WORK REQUIRED
Render each line of the entries below as a Markdown table with the columns "No" and "Line", numbering the rows in order and skipping blank lines.

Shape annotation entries
◇ ◇ ◇ ◇

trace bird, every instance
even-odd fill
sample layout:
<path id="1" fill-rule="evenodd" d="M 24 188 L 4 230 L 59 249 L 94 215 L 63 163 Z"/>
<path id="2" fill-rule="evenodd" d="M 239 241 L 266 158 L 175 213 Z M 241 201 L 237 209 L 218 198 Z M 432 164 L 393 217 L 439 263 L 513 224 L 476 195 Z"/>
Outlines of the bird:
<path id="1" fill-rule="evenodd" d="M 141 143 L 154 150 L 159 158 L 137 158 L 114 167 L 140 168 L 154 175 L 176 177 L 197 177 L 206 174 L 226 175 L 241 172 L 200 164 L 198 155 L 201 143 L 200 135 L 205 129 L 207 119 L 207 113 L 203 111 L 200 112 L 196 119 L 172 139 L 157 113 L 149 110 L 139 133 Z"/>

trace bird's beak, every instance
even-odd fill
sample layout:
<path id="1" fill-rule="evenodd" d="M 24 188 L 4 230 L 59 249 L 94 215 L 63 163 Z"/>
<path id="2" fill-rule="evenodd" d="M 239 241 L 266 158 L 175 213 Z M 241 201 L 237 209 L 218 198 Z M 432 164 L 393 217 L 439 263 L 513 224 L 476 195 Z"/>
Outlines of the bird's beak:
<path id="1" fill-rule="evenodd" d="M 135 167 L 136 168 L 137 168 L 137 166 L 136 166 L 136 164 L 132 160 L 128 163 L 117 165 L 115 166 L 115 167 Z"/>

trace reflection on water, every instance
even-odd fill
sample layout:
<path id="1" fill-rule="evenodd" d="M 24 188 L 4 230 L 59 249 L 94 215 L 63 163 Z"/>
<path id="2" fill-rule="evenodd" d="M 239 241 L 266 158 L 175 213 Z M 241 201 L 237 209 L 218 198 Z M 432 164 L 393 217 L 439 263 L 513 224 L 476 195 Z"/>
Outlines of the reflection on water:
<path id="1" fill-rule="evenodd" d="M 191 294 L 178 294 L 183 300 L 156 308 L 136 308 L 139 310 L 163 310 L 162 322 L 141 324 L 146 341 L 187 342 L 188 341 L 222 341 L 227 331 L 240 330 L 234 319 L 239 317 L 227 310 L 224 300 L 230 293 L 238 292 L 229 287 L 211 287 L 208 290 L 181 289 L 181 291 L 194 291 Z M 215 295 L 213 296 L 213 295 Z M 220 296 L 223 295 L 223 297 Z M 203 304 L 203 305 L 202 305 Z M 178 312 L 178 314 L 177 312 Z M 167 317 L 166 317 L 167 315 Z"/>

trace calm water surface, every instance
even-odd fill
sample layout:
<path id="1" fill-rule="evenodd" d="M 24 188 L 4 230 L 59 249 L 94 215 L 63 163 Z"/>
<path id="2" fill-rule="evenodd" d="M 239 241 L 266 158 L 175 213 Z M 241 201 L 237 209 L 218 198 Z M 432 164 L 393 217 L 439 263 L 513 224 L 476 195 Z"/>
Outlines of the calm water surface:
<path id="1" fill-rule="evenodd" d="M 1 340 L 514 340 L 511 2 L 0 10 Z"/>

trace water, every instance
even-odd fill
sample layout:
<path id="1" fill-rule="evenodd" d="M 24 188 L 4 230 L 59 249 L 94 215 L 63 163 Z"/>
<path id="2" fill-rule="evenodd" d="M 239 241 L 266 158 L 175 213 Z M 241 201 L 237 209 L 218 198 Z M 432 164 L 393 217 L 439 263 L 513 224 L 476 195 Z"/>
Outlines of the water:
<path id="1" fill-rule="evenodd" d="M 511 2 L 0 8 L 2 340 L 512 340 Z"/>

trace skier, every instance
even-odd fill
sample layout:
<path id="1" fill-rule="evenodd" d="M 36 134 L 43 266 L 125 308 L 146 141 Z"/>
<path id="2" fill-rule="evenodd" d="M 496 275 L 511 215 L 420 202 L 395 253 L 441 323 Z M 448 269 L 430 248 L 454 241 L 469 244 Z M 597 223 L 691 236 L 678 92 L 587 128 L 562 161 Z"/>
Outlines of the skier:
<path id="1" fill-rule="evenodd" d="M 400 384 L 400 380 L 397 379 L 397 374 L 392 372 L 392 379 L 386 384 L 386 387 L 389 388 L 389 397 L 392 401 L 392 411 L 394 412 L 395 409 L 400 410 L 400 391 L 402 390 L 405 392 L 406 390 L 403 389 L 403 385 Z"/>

◇ ◇ ◇ ◇

THE OUTPUT
| No | Line |
|---|---|
| 1 | trace bird, every instance |
| 2 | even-odd fill |
| 3 | sample layout: |
| 4 | <path id="1" fill-rule="evenodd" d="M 24 188 L 4 230 L 59 249 L 94 215 L 63 163 Z"/> |
| 5 | <path id="2" fill-rule="evenodd" d="M 239 241 L 266 158 L 175 213 Z M 241 201 L 237 209 L 218 198 Z M 432 164 L 393 217 L 439 263 L 513 224 L 476 195 Z"/> |
| 6 | Outlines of the bird: |
| 7 | <path id="1" fill-rule="evenodd" d="M 141 143 L 154 150 L 159 158 L 137 158 L 114 167 L 140 168 L 154 175 L 176 177 L 197 177 L 206 174 L 226 175 L 241 172 L 200 164 L 198 155 L 201 143 L 200 135 L 205 129 L 207 119 L 207 113 L 203 111 L 200 112 L 196 119 L 172 139 L 157 113 L 149 110 L 139 133 Z"/> |
| 8 | trace bird's beak, every instance |
| 9 | even-odd fill |
| 10 | sample layout: |
| 11 | <path id="1" fill-rule="evenodd" d="M 24 188 L 4 230 L 59 249 L 94 215 L 63 163 Z"/> |
| 12 | <path id="2" fill-rule="evenodd" d="M 239 241 L 266 158 L 175 213 Z M 241 201 L 237 209 L 218 198 Z M 432 164 L 393 217 L 439 263 L 513 224 L 476 195 Z"/> |
| 13 | Outlines of the bird's beak: |
| 14 | <path id="1" fill-rule="evenodd" d="M 135 167 L 136 168 L 137 168 L 137 166 L 136 166 L 136 164 L 132 160 L 128 163 L 117 165 L 115 166 L 115 167 Z"/> |
| 15 | trace reflection on water, every instance |
| 16 | even-odd fill |
| 17 | sample layout: |
| 18 | <path id="1" fill-rule="evenodd" d="M 24 188 L 4 230 L 59 249 L 94 215 L 63 163 Z"/> |
| 19 | <path id="2" fill-rule="evenodd" d="M 239 241 L 266 158 L 175 213 Z M 241 201 L 237 209 L 218 198 Z M 432 164 L 393 217 L 439 263 L 513 224 L 476 195 Z"/> |
| 20 | Outlines of the reflection on water: |
| 21 | <path id="1" fill-rule="evenodd" d="M 191 294 L 178 294 L 183 300 L 156 308 L 136 308 L 139 310 L 163 310 L 162 322 L 141 324 L 146 341 L 187 342 L 188 341 L 222 341 L 227 331 L 240 330 L 234 319 L 239 317 L 227 310 L 224 300 L 230 293 L 238 292 L 229 287 L 211 287 L 208 290 L 181 289 L 181 291 L 194 291 Z M 215 295 L 213 296 L 213 295 Z M 220 296 L 223 295 L 223 297 Z M 203 304 L 203 305 L 202 305 Z M 178 312 L 178 314 L 177 312 Z M 167 317 L 166 317 L 167 315 Z"/> |
| 22 | trace calm water surface, every instance |
| 23 | even-odd fill |
| 24 | sample layout: |
| 25 | <path id="1" fill-rule="evenodd" d="M 24 188 L 4 230 L 59 249 L 94 215 L 63 163 Z"/> |
| 26 | <path id="2" fill-rule="evenodd" d="M 239 241 L 266 158 L 175 213 Z M 241 201 L 237 209 L 218 198 Z M 432 164 L 393 217 L 439 263 L 513 224 L 476 195 Z"/> |
| 27 | Outlines of the calm water surface: |
| 28 | <path id="1" fill-rule="evenodd" d="M 1 340 L 514 340 L 511 2 L 0 10 Z"/> |
| 29 | trace water, every instance |
| 30 | even-odd fill |
| 31 | sample layout: |
| 32 | <path id="1" fill-rule="evenodd" d="M 24 188 L 4 230 L 59 249 L 94 215 L 63 163 Z"/> |
| 33 | <path id="2" fill-rule="evenodd" d="M 239 241 L 266 158 L 175 213 Z M 241 201 L 237 209 L 218 198 Z M 432 164 L 393 217 L 439 263 L 513 224 L 476 195 Z"/> |
| 34 | Outlines of the water: |
| 35 | <path id="1" fill-rule="evenodd" d="M 511 2 L 0 8 L 2 340 L 512 340 Z"/> |
| 36 | trace skier, every instance |
| 37 | even-odd fill |
| 38 | sample layout: |
| 39 | <path id="1" fill-rule="evenodd" d="M 36 134 L 43 266 L 125 308 L 146 141 Z"/> |
| 40 | <path id="2" fill-rule="evenodd" d="M 496 275 L 511 215 L 420 202 L 395 253 L 441 323 Z M 448 269 L 430 248 L 454 241 L 469 244 Z M 597 223 L 691 236 L 678 92 L 587 128 L 562 161 Z"/> |
| 41 | Outlines of the skier: |
| 42 | <path id="1" fill-rule="evenodd" d="M 400 384 L 400 380 L 397 379 L 397 374 L 392 372 L 392 379 L 386 384 L 386 387 L 389 388 L 389 397 L 392 401 L 392 411 L 394 412 L 395 409 L 400 410 L 400 391 L 402 390 L 405 392 L 406 390 L 403 389 L 403 385 Z"/> |